REQUIRED WORK ::
a - List every software version number mentioned in the forum thread about running Talos on Node3.
b - Please identify every line of the listing that contains the word "brown" and copy each of those lines.

SELECTED PASSAGE ::
Talos CM4 Node 3
# │forum
a
Hi all, I know this has been discussed to death already but I'm trying understand if there's a working workaround for the boot issue when trying to run Talos on Node3. https://github.com/siderolabs/talos/issues/7358 If I were to rebuild the Talos image with u-boot v2024.01 could I expect it to work or is additional work needed? Apologies again for the forum post, but I'm struggling to find the current threads in the chat channel! Thanks!
c
The other necessary fix is [this commit]() landing in Linux 6.8, which stops the kernel from panicking on boot. It can be easily applied to 6.1/6.6 though.
a
Ah righty thank you!
I've been able to build u-boot and kernel images for amd64. The hardest part was working out which patches were needed. Now having trouble building for arm64, think I'd be better off finding an arm system to do the build as the emulation is so slow!

Location annotation dataset excerpts
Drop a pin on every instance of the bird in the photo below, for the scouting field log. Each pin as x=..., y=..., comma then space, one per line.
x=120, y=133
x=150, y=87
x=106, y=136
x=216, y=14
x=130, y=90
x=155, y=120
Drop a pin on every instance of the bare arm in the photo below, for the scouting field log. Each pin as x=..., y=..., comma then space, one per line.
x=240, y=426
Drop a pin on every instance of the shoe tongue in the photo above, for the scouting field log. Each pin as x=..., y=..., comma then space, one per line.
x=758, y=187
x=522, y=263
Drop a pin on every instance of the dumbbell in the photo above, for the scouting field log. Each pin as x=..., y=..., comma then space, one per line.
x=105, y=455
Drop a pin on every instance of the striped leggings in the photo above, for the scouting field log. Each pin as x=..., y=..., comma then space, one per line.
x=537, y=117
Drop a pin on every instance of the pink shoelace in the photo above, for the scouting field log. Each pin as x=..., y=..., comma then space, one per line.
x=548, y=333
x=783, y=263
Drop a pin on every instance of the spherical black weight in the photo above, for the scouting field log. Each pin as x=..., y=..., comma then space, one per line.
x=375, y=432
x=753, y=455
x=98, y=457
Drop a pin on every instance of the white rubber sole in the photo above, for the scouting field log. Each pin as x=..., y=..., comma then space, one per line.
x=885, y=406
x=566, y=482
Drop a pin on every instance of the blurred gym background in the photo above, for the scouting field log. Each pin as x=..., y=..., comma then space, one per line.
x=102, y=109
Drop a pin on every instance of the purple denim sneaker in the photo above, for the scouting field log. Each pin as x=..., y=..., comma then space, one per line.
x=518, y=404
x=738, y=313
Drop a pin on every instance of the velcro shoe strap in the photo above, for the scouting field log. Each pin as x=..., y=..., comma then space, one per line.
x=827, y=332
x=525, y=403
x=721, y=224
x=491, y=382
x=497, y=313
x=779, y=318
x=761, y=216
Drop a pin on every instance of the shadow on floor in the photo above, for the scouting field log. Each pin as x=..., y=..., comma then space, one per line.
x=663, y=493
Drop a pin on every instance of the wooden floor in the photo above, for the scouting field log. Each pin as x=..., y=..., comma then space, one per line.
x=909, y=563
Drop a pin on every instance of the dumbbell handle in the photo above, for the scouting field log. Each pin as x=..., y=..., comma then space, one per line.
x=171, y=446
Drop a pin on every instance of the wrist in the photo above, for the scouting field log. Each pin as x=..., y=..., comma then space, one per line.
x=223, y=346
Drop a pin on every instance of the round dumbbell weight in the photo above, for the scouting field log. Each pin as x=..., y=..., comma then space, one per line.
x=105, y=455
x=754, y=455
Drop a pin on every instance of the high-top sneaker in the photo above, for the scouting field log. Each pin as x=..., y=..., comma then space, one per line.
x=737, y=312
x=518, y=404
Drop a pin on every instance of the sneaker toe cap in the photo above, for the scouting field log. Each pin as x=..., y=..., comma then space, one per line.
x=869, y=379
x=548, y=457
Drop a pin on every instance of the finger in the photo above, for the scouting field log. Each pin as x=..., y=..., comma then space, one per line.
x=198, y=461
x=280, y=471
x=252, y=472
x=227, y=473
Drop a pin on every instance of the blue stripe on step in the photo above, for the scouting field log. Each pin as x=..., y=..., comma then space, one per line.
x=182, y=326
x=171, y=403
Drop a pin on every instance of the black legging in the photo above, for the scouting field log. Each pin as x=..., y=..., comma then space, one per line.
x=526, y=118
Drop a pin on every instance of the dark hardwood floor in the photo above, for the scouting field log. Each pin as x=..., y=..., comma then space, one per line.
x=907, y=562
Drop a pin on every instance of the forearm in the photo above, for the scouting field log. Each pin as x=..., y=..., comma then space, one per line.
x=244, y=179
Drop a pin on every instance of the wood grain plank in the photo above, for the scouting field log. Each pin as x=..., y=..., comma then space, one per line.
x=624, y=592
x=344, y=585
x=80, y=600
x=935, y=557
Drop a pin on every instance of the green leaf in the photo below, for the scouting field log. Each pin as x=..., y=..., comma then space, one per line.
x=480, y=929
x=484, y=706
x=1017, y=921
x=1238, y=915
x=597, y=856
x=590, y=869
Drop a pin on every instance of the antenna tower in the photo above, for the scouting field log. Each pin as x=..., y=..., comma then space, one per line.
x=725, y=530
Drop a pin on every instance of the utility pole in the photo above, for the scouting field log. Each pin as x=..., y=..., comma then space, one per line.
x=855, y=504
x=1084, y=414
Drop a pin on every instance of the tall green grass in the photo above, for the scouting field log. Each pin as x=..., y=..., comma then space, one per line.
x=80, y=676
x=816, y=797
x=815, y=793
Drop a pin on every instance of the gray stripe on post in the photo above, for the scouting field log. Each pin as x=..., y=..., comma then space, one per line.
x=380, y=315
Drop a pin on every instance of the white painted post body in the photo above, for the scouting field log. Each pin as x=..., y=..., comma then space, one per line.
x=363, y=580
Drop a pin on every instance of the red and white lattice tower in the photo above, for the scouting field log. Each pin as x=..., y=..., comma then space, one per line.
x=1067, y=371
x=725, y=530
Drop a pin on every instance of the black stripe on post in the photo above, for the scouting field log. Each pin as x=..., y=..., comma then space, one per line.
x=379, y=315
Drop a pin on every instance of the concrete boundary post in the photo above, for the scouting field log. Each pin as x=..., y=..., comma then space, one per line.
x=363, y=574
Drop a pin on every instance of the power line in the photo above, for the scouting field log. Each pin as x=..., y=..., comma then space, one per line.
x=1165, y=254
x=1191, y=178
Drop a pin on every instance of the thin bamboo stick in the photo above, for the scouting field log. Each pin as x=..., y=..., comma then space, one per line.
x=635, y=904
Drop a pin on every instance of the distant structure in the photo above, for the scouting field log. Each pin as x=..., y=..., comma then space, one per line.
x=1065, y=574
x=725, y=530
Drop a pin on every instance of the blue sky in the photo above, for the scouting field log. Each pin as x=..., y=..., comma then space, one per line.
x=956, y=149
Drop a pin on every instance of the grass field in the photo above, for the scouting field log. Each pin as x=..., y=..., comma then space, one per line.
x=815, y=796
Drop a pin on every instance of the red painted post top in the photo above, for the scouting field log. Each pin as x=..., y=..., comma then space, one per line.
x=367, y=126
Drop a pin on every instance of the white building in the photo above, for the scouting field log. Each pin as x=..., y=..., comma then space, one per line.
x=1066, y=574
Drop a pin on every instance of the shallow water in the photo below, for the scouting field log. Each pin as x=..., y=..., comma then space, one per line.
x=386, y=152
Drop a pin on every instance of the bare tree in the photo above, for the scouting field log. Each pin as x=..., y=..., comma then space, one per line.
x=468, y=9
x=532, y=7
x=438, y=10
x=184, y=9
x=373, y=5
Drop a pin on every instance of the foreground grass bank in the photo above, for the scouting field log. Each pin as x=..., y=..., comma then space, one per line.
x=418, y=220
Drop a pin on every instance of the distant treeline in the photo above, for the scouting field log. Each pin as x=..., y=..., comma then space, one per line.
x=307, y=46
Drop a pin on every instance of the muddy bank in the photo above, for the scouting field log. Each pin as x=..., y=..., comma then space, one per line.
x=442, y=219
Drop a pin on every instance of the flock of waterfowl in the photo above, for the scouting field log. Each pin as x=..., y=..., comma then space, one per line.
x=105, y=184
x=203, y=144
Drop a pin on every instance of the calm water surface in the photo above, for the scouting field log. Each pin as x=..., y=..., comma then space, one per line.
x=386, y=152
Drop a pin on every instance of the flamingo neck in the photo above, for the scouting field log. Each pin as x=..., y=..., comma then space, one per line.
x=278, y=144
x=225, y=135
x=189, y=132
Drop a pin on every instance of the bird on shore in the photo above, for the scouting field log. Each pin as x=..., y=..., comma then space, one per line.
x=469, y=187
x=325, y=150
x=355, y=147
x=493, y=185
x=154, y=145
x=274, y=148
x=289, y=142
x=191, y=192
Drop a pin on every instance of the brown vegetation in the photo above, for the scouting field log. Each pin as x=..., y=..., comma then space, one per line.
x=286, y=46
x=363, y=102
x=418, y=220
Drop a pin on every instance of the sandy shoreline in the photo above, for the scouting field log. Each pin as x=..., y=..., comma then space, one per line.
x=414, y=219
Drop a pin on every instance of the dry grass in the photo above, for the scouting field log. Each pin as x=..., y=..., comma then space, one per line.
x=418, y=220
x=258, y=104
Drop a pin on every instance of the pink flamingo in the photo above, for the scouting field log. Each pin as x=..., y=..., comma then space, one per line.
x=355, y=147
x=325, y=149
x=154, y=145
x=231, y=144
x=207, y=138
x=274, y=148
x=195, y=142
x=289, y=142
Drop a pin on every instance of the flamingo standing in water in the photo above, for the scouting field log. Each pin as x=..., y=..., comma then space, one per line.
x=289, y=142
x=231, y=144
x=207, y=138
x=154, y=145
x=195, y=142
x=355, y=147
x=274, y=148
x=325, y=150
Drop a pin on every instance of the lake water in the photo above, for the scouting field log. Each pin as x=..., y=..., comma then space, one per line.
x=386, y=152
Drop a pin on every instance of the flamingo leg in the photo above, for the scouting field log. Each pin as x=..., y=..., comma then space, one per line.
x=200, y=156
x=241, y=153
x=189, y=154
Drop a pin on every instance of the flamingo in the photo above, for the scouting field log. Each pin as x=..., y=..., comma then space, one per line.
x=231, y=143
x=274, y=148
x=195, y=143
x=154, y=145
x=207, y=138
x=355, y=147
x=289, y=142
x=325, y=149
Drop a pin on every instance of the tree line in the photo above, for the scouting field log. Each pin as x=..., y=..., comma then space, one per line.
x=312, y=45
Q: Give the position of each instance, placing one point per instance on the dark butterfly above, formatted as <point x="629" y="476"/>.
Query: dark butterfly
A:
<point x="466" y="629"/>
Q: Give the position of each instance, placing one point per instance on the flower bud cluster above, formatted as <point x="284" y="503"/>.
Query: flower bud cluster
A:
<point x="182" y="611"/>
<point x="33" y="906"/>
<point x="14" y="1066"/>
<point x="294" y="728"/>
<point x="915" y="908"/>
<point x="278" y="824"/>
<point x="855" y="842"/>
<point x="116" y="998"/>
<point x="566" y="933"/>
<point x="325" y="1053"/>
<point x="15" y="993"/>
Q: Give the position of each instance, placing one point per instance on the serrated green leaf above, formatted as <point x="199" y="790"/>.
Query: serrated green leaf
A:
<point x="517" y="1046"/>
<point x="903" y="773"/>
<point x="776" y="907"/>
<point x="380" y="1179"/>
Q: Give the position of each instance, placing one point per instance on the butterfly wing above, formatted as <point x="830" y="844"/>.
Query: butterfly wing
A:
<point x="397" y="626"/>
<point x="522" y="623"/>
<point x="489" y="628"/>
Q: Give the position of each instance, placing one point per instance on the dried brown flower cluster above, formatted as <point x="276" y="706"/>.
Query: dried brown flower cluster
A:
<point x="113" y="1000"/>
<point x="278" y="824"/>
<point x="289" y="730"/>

FULL ANSWERS ::
a -
v2024.01
6.8
6.1
6.6

b -
Drop a pin on every instance of the brown vegetation in the photo above, for the scouting field log. Each pin as x=..., y=..., comma then space, one per line.
Q: Give the position of each instance, placing one point per instance on the dried brown flower cluster above, formatted as <point x="276" y="706"/>.
Query: dried brown flower cluster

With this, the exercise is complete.